▶ _DOCUMENT EXCERPT_

The Mammal has emerged from a thesis-induced supermassive black hole and a Christmas-induced food coma, only to find that in the month or so that she spent barely functional and buried in chapters covered in the supervisor’s dreaded Red Pen, things actually happened in the world outside. This, naturally, manifested in thousands of items feeling thoroughly neglected in RSS readers and email inboxes. (Jesus. How many times have I vowed never to neglect my RSS feed again? Oh well, it’s not like unemployment is such a busy occupation that I can’t deal with a measly two and a half thousand articles 😛 )
… earlier tonight, the paragraph here said I wasn’t doing a proper post yet, “just pointing out” a couple of the cooler things I’ve missed. Then somehow this thing morphed into a 1000+ word post that goes way beyond “pointing things out”. It’s almost like I’ve been itching to write something that isn’t my thesis. >_>
So the first cool thing I wanted to “point out” is the genome paper of the centipede Strigamia maritima, which is a rather nondescript little beast hiding under rocks on the coasts of Northwest Europe. This is the first sequenced genome of a myriapod – the last great class of arthropods to remain untouched by the genome sequencing craze after many genomes from insects, crustaceans and chelicerates (spiders, mites and co.). The genome sequence itself has been available for years (yay!), but its “official” paper (Chipman et al., 2014) is just recently out.
Part of the appeal of Strigamia – and myriapods in general – is that they are considered evolutionarily conservative for an arthropod. In some respects, the genome analysis confirms this. Compared to its inferred common ancestor with us, Strigamia has lost fewer genes than insects, for example. Quite a lot of its genes are also linked together similarly to their equivalents in distantly related animals, indicating relatively little rearrangement in the last 600 million years or so. But this otherwise conservative genome also has at least one really unique feature.

▶ _DATA SUPPLIED_

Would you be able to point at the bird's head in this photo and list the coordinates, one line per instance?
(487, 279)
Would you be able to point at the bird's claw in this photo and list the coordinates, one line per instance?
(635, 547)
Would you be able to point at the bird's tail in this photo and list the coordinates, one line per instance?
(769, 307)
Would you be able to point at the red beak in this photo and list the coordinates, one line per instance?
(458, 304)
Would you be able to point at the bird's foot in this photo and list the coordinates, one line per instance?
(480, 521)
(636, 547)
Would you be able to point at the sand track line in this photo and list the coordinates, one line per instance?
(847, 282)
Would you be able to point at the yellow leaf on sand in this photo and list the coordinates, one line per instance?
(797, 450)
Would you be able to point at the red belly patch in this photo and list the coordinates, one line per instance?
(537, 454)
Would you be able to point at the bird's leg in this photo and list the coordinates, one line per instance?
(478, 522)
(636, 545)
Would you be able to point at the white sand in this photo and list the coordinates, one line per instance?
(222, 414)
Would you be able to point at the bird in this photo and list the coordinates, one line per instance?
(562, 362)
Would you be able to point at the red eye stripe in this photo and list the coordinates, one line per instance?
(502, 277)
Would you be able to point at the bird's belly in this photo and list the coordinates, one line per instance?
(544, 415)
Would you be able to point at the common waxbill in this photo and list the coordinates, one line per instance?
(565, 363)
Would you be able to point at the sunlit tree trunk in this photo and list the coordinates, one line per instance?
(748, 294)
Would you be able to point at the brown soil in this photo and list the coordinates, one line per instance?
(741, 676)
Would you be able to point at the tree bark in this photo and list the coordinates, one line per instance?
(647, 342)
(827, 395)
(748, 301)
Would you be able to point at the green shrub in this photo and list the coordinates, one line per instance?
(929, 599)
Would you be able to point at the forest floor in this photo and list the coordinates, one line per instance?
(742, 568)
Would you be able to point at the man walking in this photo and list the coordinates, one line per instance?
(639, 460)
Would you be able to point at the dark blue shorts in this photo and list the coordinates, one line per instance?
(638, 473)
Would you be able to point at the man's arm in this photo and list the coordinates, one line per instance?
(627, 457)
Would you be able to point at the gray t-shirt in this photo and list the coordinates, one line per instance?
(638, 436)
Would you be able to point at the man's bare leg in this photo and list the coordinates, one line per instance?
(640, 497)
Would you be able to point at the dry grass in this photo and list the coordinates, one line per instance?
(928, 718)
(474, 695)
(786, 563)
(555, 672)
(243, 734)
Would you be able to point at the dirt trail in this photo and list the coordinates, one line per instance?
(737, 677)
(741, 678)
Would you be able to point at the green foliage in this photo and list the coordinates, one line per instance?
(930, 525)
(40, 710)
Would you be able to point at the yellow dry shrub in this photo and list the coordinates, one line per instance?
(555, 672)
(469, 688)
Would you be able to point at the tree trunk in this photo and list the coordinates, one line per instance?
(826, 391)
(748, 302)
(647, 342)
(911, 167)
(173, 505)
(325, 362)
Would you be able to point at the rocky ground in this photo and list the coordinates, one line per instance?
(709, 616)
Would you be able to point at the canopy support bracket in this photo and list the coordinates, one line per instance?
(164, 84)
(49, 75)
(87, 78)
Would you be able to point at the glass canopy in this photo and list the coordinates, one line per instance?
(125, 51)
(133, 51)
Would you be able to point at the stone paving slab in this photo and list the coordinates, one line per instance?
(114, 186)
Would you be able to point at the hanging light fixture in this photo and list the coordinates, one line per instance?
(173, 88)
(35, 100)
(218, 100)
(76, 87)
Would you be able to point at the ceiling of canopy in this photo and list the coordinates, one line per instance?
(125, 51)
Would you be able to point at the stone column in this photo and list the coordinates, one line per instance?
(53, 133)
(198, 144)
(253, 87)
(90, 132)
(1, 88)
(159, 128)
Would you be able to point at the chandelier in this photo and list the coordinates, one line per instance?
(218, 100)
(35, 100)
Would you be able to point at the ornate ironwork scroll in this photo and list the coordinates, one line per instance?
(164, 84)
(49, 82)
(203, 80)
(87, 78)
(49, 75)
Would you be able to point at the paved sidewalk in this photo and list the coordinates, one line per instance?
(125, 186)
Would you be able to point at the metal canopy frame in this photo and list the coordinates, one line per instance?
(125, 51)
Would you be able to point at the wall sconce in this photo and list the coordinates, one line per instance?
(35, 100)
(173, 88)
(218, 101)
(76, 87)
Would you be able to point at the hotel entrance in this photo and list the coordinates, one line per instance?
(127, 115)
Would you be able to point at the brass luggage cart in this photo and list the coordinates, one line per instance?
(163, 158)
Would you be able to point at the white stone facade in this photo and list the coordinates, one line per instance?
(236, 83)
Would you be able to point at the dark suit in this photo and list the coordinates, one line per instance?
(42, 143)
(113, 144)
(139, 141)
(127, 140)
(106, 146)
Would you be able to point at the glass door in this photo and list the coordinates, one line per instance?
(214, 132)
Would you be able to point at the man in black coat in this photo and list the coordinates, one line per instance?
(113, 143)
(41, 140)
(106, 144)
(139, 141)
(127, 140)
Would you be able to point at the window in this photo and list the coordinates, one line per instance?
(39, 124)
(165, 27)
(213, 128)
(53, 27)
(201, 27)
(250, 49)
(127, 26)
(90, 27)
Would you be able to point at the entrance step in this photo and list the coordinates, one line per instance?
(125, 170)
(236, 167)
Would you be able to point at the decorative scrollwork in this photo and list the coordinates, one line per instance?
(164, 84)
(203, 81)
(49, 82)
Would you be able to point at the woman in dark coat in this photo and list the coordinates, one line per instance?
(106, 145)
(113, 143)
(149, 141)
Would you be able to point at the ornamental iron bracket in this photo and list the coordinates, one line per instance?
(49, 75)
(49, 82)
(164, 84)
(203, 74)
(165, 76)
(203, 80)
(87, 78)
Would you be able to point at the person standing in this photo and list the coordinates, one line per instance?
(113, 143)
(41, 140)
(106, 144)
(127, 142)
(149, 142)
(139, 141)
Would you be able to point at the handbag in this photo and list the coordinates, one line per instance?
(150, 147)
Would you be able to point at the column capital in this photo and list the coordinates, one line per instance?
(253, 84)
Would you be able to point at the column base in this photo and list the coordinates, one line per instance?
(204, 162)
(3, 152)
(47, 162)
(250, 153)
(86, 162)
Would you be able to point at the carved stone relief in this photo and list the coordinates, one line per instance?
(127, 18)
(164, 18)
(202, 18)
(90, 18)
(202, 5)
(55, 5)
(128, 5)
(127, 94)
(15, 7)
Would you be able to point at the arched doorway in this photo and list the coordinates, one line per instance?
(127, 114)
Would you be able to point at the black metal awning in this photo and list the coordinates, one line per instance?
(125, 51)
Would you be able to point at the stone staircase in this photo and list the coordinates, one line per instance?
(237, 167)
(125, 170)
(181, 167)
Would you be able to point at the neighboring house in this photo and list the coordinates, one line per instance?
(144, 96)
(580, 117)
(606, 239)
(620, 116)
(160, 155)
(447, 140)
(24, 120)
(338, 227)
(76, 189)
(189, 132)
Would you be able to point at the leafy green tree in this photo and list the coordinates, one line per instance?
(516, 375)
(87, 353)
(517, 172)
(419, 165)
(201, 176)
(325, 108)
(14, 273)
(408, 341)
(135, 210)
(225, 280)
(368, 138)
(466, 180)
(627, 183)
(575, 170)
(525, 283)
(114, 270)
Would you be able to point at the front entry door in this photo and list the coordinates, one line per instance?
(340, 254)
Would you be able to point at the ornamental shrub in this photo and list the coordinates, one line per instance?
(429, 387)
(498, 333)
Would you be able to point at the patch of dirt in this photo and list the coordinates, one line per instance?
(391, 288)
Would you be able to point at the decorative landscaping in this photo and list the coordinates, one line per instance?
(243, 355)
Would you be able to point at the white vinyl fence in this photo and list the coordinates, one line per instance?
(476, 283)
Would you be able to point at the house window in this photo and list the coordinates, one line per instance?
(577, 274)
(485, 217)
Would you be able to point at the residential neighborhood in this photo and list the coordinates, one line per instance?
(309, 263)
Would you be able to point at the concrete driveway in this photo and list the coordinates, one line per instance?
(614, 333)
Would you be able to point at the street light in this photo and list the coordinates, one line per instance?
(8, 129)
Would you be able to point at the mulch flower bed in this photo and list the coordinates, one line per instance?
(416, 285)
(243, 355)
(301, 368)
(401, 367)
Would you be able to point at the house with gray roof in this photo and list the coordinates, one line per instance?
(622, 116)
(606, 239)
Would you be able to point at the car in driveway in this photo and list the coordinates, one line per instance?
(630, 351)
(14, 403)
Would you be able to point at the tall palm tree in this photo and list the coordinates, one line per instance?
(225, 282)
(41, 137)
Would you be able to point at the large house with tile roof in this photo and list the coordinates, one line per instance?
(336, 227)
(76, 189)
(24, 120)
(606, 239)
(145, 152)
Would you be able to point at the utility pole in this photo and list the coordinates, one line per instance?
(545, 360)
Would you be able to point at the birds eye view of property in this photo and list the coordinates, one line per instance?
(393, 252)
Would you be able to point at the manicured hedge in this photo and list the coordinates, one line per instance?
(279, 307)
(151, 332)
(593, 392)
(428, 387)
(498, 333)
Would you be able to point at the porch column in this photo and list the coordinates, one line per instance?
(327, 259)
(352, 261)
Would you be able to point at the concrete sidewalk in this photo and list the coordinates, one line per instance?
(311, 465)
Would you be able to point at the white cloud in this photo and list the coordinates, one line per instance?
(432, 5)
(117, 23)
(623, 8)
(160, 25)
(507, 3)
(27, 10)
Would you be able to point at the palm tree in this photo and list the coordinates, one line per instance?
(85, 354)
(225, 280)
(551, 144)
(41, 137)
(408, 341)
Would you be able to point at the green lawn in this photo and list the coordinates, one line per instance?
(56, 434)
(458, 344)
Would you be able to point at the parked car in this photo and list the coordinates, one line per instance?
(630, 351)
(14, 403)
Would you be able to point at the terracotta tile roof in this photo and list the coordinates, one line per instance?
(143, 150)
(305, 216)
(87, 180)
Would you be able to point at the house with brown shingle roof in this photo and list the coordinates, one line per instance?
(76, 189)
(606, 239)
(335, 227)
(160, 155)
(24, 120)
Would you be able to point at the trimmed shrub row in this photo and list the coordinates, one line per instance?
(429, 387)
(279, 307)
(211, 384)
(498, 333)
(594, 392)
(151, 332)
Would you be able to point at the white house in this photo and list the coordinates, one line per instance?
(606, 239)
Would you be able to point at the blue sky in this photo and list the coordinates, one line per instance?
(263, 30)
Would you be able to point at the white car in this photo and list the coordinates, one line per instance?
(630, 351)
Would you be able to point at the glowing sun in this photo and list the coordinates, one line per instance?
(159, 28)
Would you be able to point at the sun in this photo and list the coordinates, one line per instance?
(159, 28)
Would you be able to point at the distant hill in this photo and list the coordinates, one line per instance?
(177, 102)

▶ _THINGS TO DO_
**a.** List the arthropod groups named in the centipede genome post.
**b.** According to the centipede genome post, where does Strigamia maritima live?
**c.** Resume the post about the centipede genome, starting after its last sentence.

▶ _ANSWERS TO THE PROBLEMS_
**a.** Myriapods, insects, crustaceans, and chelicerates (spiders, mites and co.)

**b.** Under rocks on the coasts of Northwest Europe.

**c.**
Specifically, this centipede – which is blind – has not only lost every bit of DNA coding for known light-sensing proteins, but also all known genes specific to the circadian clock. In other animals, genes like clock and period mutually regulate one another in a way that makes the abundance of each gene product oscillate in a regular manner (this is about the simplest graphical representation I could find…). The clock runs on a roughly daily cycle all by itself, but it’s also connected to external light via the aforementioned light-sensing proteins, so we can constantly adjust our internal rhythms according to real day-night cycles.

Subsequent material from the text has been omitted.